## CONSIGNE
Recopiez le passage du texte sur la pension du général Borremans qui va de « M. le ministre Greindl a » à « de 500 francs. », en y remplaçant « pension » par « retraite ».

## TEXTE DE LECTURE
◆ ◆ ◆
Le général a dépassé l'âge du maintien au service ; pendant près de 2 ans il a été maintenu exceptionnellement en activité, puis quand le moment de la retraite a sonné, on vient réclamer le taux fixé pour la pension de ceux qui, à cause de blessures, sont incapables de continuer leur service. La Chambre ne peut pas admettre une telle prétention sans déroger à la loi, sans établir un précédent, dont indubitablement on abuserait encore. On verrait des officiers favorisés être prévenus du moment où ils vont être mis à la retraite, et réclamer alors la majoration de la pension pour rhumatismes, infirmités ou blessures ; de cette manière on violerait la loi. Ce sont là des abus que je veux prévenir, abus qui deviendraient légaux si la Chambre admettait la réclamation.
M. le ministre Greindl a écrit à la Chambre : « Pendant que l'arrêté qui admettait le général à la retraite était soumis à la sanction du Roi, M. Borremans était en instance pour faire valoir ses infirmités. »
La loi exigeant que ces sortes de réclamations soient faites avant de quitter le service, l'honorable rapporteur a cru que cette différence de quelques jours était la seule cause qui empêchait la révision de la pension ; je dois au moins le supposer ainsi, d'après le passage suivant du rapport de l'honorable Vander Donckt, du 2 mars 1858 :
« M. le général Borremans a été blessé grièvement pendant les guerres de l'empire.
« Aux termes de la législation sur la matière, les blessures constatées lors de la mise à la pension d'un officier, lui assurent une augmentation de 500 francs.
« Pour obtenir cette augmentation, le pétitionnaire eût dû se soumettre à la visite d'une commission et réclamer le supplément avant de sortir du service. »
L'honorable rapporteur s'est trompé, la constatation d'une blessure avant la mise à la pension ne suffit pas pour avoir l'augmentation de 500 fr. ; il faut que cette blessure interrompe la carrière de l'officier et empêche la continuité du service. Ce n'est pas, je le répète, quand un militaire a atteint l'âge de la retraite et qu'il a été mis à la pension pour ancienneté, que l'on peut se prévaloir des blessures reçues 45 ans avant pour lui accorder une majoration de pension.
La preuve que cette augmentation n'est pas due a été donnée par MM. les ministres de la guerre. La cour des comptes, par lettre du 24 avril 1856, a prévenu M. le ministre Greindl que la loi du 29 octobre 1846 lui donnait le moyen de couvrir l'irrégularité. L'article 14 dit :
« Lorsque la Cour ne croit pas devoir donner son visa, les motifs de son refus sont examinés en conseil des ministres. »
C'est là une injonction, une obligation d'examiner en conseil les raisons données par la cour des comptes. Voici le paragraphe suivant :
« Si les ministres jugent qu'il doit être passé outre au payement, sous leur responsabilité, la cour vise avec réserve. »
◆ ◆ ◆
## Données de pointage

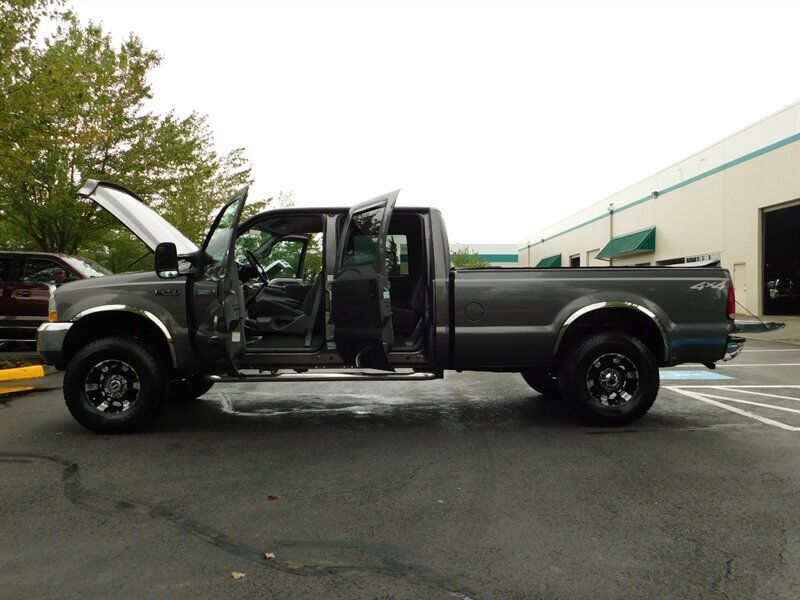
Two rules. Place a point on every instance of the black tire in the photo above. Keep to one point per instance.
(188, 389)
(543, 382)
(114, 385)
(609, 379)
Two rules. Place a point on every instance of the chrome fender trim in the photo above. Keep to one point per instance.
(617, 304)
(138, 311)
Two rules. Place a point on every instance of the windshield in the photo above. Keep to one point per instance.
(88, 267)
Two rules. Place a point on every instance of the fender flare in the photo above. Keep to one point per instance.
(614, 304)
(138, 311)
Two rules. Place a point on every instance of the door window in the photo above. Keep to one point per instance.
(361, 249)
(217, 244)
(6, 266)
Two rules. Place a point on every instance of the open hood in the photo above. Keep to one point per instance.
(143, 221)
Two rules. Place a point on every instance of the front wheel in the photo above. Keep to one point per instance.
(609, 379)
(114, 385)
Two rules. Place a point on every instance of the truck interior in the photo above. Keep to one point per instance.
(282, 265)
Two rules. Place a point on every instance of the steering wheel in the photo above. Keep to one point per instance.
(260, 270)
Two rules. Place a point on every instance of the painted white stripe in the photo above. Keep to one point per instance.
(733, 409)
(730, 389)
(736, 387)
(761, 404)
(764, 365)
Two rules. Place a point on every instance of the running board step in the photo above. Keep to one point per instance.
(329, 375)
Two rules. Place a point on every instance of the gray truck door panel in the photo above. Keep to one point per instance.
(360, 298)
(217, 295)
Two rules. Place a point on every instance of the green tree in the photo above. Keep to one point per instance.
(465, 258)
(72, 108)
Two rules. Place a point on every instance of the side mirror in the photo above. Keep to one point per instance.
(166, 260)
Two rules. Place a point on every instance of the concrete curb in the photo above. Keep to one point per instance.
(29, 372)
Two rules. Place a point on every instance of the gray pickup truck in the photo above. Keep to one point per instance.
(367, 293)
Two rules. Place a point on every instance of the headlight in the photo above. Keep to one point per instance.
(52, 311)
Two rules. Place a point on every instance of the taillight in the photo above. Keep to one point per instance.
(731, 306)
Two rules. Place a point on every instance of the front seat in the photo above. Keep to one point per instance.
(298, 322)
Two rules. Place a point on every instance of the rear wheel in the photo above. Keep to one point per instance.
(542, 381)
(610, 379)
(114, 385)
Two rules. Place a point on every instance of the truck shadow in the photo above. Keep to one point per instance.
(245, 411)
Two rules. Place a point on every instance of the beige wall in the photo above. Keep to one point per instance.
(718, 213)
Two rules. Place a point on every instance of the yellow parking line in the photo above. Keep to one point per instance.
(16, 390)
(21, 373)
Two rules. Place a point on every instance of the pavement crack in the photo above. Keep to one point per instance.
(382, 562)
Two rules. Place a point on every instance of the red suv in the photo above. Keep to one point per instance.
(25, 280)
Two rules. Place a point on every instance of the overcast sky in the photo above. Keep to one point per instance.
(508, 116)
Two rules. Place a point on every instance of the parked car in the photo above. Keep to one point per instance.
(383, 305)
(25, 280)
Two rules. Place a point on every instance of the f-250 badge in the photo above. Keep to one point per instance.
(168, 291)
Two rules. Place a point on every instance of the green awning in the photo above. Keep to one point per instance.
(637, 242)
(549, 262)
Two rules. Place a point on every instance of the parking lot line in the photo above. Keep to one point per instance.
(741, 391)
(729, 366)
(712, 399)
(751, 403)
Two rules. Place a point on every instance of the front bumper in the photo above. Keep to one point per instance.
(50, 342)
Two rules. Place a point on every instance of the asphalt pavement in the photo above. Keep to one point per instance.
(469, 487)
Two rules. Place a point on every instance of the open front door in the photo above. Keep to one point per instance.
(217, 295)
(360, 301)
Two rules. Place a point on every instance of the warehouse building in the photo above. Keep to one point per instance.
(736, 203)
(497, 255)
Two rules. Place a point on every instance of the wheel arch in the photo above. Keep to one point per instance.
(625, 317)
(111, 320)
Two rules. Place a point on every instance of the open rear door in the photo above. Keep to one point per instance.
(360, 301)
(217, 296)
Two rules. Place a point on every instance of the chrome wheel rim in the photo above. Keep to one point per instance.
(112, 386)
(612, 379)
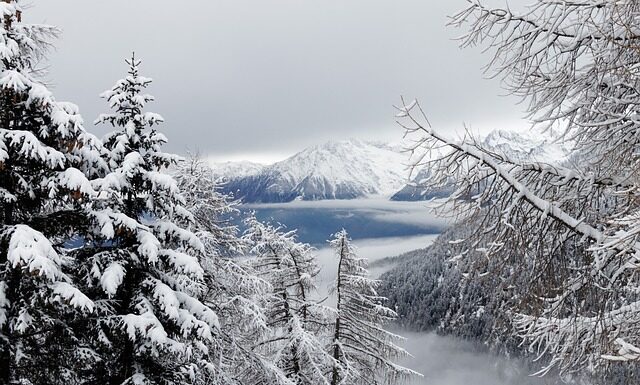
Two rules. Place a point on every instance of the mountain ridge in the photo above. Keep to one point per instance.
(354, 168)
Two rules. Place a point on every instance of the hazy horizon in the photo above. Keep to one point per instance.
(284, 74)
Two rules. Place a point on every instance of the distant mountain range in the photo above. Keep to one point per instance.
(518, 146)
(355, 169)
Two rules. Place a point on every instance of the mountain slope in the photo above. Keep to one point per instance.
(334, 170)
(517, 146)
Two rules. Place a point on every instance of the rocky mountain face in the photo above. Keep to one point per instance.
(354, 168)
(335, 170)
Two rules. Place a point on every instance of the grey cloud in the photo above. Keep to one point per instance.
(270, 76)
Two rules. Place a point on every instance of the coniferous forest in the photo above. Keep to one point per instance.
(117, 265)
(124, 264)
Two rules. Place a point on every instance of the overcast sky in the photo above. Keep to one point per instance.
(261, 79)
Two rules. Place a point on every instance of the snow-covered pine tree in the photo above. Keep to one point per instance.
(297, 319)
(143, 264)
(45, 158)
(362, 349)
(233, 288)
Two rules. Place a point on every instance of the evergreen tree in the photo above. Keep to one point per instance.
(45, 158)
(142, 263)
(298, 321)
(362, 349)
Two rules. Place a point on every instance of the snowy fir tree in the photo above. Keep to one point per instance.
(45, 159)
(142, 263)
(568, 233)
(362, 349)
(297, 319)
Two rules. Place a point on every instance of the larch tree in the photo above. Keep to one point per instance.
(363, 351)
(46, 158)
(297, 319)
(143, 263)
(233, 288)
(569, 233)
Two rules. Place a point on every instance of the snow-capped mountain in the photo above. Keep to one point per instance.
(514, 145)
(334, 170)
(354, 168)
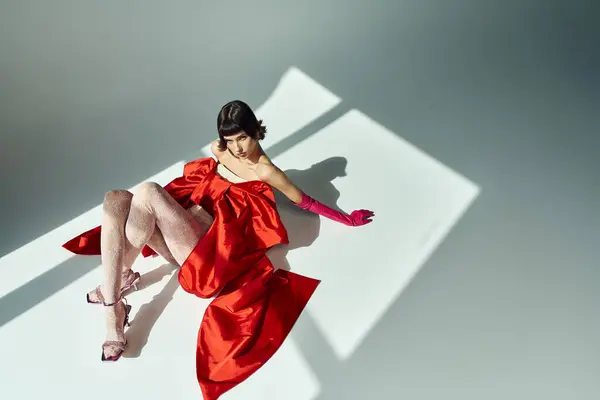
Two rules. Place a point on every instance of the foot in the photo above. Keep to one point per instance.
(117, 317)
(129, 279)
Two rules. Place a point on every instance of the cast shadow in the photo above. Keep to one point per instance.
(304, 226)
(148, 314)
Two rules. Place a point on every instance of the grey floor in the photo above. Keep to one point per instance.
(97, 95)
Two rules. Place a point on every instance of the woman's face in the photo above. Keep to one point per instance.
(240, 145)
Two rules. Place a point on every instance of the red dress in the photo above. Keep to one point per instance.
(256, 306)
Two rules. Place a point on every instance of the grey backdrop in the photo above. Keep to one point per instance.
(96, 95)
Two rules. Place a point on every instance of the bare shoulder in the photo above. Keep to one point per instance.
(214, 148)
(266, 170)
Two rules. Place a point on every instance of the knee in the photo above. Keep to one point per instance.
(116, 200)
(147, 190)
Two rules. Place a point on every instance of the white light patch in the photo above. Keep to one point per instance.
(416, 199)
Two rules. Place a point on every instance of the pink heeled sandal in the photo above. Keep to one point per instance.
(130, 279)
(115, 343)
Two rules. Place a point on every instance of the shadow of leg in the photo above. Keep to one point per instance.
(146, 317)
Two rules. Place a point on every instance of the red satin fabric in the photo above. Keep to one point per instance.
(256, 306)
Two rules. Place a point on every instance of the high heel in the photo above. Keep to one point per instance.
(116, 343)
(130, 279)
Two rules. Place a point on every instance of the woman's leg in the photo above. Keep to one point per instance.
(116, 207)
(151, 207)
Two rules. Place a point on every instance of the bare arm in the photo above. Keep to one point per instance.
(272, 175)
(275, 177)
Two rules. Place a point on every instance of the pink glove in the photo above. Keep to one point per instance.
(356, 218)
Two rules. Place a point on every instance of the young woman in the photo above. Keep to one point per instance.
(217, 222)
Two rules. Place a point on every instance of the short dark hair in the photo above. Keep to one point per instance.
(235, 117)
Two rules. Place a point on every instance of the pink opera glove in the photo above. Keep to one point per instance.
(356, 218)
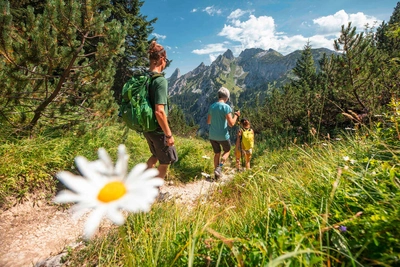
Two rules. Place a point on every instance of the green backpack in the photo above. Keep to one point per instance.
(247, 138)
(135, 109)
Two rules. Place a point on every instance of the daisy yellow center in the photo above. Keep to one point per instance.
(112, 191)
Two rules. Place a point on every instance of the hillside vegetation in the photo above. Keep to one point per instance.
(330, 203)
(324, 185)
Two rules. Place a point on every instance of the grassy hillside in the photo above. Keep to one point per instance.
(332, 203)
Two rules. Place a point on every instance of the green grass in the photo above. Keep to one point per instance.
(335, 203)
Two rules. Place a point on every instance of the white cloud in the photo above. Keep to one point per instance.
(255, 32)
(211, 10)
(210, 49)
(159, 36)
(237, 14)
(332, 24)
(260, 32)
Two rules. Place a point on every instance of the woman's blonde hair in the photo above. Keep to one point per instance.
(156, 51)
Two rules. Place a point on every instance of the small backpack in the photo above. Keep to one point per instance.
(135, 109)
(247, 138)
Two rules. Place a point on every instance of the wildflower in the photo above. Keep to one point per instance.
(205, 174)
(106, 189)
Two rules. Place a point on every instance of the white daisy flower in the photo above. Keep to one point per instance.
(106, 189)
(205, 174)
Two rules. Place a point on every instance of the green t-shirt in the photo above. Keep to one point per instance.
(219, 125)
(159, 92)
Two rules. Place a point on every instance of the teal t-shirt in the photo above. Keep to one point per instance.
(219, 125)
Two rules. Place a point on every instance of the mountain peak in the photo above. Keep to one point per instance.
(176, 74)
(228, 54)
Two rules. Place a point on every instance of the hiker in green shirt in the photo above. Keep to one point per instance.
(161, 142)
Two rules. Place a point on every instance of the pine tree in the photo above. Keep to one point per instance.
(385, 39)
(136, 40)
(353, 73)
(58, 63)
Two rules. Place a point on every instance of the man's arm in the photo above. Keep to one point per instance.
(163, 122)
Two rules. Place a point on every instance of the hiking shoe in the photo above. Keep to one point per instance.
(217, 172)
(162, 197)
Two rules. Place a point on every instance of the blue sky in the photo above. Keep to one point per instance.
(199, 31)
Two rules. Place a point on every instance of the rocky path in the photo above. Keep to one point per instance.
(36, 235)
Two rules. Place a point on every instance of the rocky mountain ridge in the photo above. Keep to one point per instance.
(246, 76)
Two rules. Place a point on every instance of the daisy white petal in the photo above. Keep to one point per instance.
(105, 190)
(73, 182)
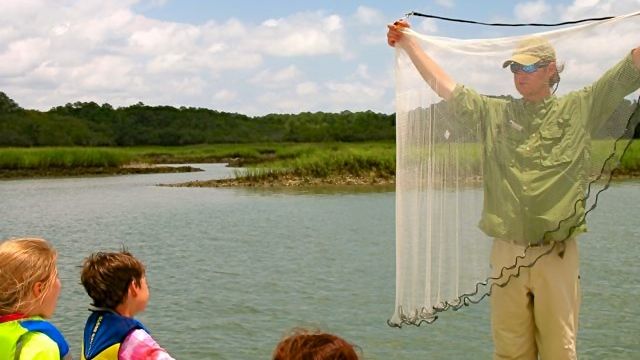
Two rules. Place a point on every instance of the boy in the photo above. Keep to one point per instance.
(117, 285)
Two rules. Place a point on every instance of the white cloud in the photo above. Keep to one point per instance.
(595, 8)
(307, 88)
(353, 92)
(369, 16)
(93, 50)
(225, 95)
(279, 78)
(532, 11)
(23, 56)
(427, 26)
(300, 35)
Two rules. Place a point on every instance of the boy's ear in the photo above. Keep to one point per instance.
(38, 288)
(134, 287)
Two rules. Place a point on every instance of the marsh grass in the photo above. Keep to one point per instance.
(63, 157)
(265, 162)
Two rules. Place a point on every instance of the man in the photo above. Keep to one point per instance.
(536, 152)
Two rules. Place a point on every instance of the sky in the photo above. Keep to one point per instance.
(250, 57)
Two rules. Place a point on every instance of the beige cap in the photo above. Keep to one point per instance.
(531, 50)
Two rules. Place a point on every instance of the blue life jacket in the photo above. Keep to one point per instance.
(104, 332)
(13, 331)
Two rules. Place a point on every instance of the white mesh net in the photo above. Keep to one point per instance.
(492, 162)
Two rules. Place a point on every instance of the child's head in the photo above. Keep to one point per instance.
(110, 277)
(29, 281)
(304, 344)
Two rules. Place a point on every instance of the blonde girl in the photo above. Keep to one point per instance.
(29, 290)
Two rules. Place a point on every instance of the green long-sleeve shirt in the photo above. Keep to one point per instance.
(536, 155)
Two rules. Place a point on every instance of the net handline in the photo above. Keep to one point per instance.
(469, 298)
(428, 315)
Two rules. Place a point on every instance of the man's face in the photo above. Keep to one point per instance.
(534, 86)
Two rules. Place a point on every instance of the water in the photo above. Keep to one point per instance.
(232, 270)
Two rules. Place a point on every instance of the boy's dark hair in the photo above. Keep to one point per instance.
(106, 277)
(304, 344)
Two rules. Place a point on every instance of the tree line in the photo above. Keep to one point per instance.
(92, 124)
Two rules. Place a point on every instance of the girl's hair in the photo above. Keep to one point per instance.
(23, 263)
(314, 345)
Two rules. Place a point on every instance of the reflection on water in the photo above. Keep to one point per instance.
(232, 269)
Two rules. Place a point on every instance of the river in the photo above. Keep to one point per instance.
(231, 270)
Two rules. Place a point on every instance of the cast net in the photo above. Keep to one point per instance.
(486, 165)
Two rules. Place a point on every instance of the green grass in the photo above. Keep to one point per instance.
(266, 161)
(61, 157)
(375, 160)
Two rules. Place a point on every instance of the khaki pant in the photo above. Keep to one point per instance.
(536, 313)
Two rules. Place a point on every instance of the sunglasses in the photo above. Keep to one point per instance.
(528, 69)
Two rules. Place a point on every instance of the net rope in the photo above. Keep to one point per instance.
(485, 165)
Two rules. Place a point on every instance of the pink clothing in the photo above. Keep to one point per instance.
(139, 345)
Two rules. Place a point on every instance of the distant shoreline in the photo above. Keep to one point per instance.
(257, 165)
(17, 174)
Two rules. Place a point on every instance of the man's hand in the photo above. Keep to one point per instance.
(394, 35)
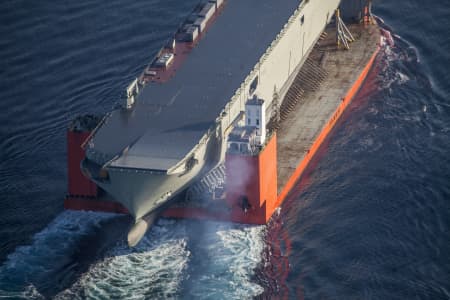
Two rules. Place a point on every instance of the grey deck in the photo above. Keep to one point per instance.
(302, 126)
(169, 119)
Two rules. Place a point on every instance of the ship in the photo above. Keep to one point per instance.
◆ ◆ ◆
## RÉPONSE
M. le ministre Greindl a écrit à la Chambre : « Pendant que l'arrêté qui admettait le général à la retraite était soumis à la sanction du Roi, M. Borremans était en instance pour faire valoir ses infirmités. »
La loi exigeant que ces sortes de réclamations soient faites avant de quitter le service, l'honorable rapporteur a cru que cette différence de quelques jours était la seule cause qui empêchait la révision de la retraite ; je dois au moins le supposer ainsi, d'après le passage suivant du rapport de l'honorable Vander Donckt, du 2 mars 1858 :
« M. le général Borremans a été blessé grièvement pendant les guerres de l'empire.
« Aux termes de la législation sur la matière, les blessures constatées lors de la mise à la retraite d'un officier, lui assurent une augmentation de 500 francs.